Opdracht 1: Noem alle woorden en woordgroepen die in de oefentekst tussen aanhalingstekens staan.

Oefentekst:
-=-=-=-=-
Welk lettertype u ook met de FONT-toets kiest, de printer schrijft dit font weg als een bitmap font (rasterfont) zolang het lettertype niet groter is dan
24 punts. Op deze manier is het weggeschreven font weer snel te gebruiken. Het verdient daarom aanbeveling om veel gebruikte schaalbare fonts over te brengen op de geheugenkaart.
Omdat de Flash-geheugenkaart of de HDD-kaart in de daarvoor bestemde sleuf wordt geplaatst en omdat op deze kaart opgeslagen lettertypen zich gedragen als waren ze opgeslagen in een fontkaart, kunt u de weggeschreven fonts onder “Fontkaart 1” of “Fontkaart 2” kiezen met de
FONT-toets of met behulp van software-commando’s.
Raadpleeg hiervoor “FONT-toets” in dit hoofdstuk.
U kunt de opgeslagen lettertypen controleren door een font-uitdraai te
maken met behulp van de TEST-toets. Zie “TEST-toets” in dit hoofdstuk.
4-42
HOOFDSTUK 4 BEDIENINGSPANEEL
✒ Opmerkingen
Schrijft u het eerste of tweede font weg naar de geheugenkaart, let dan op het volgende:
Het lettertype wordt eerst tijdelijk in het printergeheugen opgeslagen.
-=-=-=-=-
Te onderzoeken gegevens:
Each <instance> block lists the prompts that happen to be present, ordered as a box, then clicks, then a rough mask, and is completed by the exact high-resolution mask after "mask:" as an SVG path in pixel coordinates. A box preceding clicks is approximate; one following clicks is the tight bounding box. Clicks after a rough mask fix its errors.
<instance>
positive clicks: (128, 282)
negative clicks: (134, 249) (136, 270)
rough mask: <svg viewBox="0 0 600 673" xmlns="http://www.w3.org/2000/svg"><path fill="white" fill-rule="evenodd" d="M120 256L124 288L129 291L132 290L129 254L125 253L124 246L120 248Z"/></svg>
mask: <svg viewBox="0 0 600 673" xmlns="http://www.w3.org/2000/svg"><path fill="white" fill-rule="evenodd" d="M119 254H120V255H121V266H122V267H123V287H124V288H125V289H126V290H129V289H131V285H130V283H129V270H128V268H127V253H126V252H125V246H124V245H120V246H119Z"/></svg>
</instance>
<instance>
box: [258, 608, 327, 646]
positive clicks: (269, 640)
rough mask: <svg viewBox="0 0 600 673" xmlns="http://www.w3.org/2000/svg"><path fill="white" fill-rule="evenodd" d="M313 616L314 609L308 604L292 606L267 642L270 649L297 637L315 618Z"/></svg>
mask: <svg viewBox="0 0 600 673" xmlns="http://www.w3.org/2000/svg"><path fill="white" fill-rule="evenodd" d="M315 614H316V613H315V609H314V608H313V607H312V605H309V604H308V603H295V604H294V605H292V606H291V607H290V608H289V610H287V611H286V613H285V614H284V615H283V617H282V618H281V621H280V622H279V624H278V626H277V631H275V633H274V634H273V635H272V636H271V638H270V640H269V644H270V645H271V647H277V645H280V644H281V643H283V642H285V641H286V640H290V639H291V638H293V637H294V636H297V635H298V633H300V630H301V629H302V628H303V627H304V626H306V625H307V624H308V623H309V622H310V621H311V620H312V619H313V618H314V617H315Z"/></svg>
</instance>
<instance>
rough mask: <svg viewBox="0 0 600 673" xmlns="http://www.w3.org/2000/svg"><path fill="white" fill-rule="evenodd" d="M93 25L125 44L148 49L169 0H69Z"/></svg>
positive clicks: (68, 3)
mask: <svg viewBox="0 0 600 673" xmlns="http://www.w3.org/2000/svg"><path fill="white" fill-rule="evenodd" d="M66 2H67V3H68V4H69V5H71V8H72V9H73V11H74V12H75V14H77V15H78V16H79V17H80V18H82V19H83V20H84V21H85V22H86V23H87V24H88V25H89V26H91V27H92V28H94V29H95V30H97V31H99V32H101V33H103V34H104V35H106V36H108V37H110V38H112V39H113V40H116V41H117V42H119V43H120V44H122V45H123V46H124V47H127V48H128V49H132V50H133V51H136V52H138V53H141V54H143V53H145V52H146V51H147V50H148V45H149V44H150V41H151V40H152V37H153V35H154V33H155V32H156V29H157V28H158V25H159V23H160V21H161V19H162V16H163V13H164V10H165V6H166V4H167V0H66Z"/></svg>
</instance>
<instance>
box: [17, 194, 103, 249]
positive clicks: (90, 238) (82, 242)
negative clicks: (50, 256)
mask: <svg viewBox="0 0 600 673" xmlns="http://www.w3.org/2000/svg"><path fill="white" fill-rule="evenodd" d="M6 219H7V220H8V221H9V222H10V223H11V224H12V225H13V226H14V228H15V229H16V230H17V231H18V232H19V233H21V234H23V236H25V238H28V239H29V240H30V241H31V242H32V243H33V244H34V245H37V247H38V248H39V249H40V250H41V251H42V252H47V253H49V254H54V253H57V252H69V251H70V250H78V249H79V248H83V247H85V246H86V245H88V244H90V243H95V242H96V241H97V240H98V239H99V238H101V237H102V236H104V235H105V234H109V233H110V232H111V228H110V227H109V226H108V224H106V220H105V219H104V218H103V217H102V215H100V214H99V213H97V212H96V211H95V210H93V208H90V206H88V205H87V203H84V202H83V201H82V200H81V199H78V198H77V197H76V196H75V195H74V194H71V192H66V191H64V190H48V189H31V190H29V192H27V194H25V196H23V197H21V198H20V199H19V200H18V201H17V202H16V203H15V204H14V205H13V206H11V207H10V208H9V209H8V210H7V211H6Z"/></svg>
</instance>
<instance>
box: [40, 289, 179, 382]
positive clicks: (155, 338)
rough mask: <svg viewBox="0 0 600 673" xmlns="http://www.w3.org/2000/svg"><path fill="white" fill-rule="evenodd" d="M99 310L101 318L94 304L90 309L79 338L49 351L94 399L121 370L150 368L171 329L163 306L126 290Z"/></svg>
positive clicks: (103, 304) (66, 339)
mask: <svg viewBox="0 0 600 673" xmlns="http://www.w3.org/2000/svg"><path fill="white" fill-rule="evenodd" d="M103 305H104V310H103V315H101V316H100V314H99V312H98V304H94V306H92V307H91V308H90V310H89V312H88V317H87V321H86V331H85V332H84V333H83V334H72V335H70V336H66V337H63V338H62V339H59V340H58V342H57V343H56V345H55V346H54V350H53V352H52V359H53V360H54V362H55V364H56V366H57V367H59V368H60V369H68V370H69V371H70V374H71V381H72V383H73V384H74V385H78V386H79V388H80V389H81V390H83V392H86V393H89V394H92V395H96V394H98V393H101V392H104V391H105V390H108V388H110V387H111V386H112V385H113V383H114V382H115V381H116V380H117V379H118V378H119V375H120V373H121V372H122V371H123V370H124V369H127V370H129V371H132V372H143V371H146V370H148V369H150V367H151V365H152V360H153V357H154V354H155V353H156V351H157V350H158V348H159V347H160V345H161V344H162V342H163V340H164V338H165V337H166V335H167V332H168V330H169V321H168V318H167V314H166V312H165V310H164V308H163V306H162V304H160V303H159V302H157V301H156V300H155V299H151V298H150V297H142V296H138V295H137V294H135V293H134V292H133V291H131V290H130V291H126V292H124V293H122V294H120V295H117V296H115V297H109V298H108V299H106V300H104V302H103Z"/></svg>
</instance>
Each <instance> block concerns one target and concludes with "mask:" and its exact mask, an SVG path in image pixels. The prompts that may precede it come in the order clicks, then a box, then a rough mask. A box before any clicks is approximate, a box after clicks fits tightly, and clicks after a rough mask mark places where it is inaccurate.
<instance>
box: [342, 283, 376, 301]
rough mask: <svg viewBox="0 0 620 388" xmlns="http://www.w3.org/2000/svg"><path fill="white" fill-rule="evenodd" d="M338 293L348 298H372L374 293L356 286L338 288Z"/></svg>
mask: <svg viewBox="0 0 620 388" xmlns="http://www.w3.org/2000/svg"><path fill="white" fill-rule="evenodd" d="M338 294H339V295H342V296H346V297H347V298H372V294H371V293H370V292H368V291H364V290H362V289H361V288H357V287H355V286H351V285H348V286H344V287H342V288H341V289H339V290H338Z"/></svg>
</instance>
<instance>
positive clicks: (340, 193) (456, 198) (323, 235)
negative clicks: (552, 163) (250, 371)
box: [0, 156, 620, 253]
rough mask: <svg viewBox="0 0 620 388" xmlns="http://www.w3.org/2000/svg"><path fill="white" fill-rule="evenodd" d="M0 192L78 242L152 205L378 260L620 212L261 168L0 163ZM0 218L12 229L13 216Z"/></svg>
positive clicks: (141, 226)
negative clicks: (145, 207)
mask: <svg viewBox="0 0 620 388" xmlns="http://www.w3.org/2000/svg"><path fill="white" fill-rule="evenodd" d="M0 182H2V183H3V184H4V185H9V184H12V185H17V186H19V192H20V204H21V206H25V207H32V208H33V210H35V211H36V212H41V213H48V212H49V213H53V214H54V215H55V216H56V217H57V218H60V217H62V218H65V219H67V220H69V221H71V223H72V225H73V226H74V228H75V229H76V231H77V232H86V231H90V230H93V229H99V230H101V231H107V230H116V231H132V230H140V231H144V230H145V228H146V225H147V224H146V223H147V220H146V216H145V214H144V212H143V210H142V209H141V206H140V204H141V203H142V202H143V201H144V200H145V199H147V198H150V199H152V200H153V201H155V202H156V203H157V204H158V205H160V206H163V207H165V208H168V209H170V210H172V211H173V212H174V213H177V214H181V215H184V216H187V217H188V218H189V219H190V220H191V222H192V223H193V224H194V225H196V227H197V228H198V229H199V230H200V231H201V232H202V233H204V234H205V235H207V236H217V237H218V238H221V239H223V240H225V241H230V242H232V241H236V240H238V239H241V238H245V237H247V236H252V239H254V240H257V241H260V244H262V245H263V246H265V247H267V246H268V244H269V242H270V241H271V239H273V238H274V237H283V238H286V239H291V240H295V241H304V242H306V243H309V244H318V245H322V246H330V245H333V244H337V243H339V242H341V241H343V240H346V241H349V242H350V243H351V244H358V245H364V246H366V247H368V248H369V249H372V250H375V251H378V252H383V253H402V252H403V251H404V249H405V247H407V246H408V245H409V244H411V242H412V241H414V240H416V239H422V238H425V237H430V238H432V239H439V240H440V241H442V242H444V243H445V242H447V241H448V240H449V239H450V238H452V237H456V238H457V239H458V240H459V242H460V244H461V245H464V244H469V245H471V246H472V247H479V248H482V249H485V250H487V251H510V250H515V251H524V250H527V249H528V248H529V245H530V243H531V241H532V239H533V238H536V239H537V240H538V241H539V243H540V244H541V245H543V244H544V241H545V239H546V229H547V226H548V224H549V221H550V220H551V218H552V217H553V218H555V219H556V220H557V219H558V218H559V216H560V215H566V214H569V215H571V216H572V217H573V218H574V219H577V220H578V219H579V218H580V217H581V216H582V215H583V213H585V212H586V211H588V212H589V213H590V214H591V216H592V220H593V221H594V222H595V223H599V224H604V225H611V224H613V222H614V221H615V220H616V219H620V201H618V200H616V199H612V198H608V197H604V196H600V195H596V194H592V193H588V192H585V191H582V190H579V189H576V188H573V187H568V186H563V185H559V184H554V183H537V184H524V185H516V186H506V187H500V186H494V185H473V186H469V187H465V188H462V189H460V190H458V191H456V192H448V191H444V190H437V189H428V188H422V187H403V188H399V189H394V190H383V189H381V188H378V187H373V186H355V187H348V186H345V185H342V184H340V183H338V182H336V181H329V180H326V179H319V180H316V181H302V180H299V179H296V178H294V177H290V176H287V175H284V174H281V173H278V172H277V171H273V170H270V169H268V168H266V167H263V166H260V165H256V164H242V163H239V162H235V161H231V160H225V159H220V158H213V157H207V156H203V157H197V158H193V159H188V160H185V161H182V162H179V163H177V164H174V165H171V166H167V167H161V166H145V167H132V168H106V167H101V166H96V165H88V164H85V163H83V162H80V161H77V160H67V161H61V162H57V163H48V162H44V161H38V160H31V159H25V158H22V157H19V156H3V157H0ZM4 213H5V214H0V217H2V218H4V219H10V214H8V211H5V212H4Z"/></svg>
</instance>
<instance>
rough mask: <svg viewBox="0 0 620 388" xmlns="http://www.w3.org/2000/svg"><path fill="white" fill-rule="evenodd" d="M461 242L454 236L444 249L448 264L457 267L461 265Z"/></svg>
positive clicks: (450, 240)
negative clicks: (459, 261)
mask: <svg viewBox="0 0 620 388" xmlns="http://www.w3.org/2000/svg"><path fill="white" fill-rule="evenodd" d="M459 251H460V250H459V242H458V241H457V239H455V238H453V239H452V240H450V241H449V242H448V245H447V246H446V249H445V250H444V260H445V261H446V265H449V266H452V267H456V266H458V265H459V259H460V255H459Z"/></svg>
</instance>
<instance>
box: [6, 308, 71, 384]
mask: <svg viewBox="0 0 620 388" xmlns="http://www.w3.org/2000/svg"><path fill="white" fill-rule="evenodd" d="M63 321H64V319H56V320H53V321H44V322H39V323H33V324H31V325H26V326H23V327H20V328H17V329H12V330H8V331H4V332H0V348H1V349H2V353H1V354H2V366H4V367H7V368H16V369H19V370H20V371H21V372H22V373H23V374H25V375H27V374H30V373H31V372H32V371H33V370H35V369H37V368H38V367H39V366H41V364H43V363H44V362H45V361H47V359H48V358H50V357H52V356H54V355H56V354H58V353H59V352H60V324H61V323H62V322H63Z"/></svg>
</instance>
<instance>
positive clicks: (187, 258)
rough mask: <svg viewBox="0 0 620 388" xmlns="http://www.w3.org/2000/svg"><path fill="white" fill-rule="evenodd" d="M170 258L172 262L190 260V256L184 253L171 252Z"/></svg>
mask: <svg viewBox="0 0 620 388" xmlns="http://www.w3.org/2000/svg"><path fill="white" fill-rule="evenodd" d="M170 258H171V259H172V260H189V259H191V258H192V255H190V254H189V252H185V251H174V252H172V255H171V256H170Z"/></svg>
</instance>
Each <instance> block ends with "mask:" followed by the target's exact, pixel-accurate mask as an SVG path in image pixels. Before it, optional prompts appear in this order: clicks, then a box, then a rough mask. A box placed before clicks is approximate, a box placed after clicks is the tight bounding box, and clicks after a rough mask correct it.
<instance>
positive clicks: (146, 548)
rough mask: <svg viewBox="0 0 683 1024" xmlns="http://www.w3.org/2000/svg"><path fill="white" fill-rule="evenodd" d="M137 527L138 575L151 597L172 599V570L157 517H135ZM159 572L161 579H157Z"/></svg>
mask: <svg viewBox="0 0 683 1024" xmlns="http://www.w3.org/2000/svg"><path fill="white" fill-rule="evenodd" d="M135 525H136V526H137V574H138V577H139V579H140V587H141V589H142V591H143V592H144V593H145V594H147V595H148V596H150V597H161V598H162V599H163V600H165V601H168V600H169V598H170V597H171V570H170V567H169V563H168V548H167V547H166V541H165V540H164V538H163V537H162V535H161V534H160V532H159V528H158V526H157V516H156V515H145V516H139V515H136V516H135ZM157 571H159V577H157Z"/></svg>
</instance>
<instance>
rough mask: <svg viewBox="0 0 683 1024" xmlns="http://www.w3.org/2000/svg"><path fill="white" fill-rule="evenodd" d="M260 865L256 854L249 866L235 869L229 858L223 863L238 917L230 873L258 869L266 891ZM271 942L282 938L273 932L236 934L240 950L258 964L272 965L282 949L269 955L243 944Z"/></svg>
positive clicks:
-=-=-=-=-
Opdracht 2: Zoek in de lijst elke regel op waarin het woord "that" voorkomt, en schrijf die regels volledig over.

Antwoord 1: Fontkaart 1, Fontkaart 2, FONT-toets, TEST-toets

Antwoord 2:
Each <instance> block lists the prompts that happen to be present, ordered as a box, then clicks, then a rough mask, and is completed by the exact high-resolution mask after "mask:" as an SVG path in pixel coordinates. A box preceding clicks is approximate; one following clicks is the tight bounding box. Clicks after a rough mask fix its errors.
Each <instance> block concerns one target and concludes with "mask:" and its exact mask, an SVG path in image pixels. The prompts that may precede it come in the order clicks, then a box, then a rough mask. A box before any clicks is approximate, a box after clicks fits tightly, and clicks after a rough mask mark places where it is inaccurate.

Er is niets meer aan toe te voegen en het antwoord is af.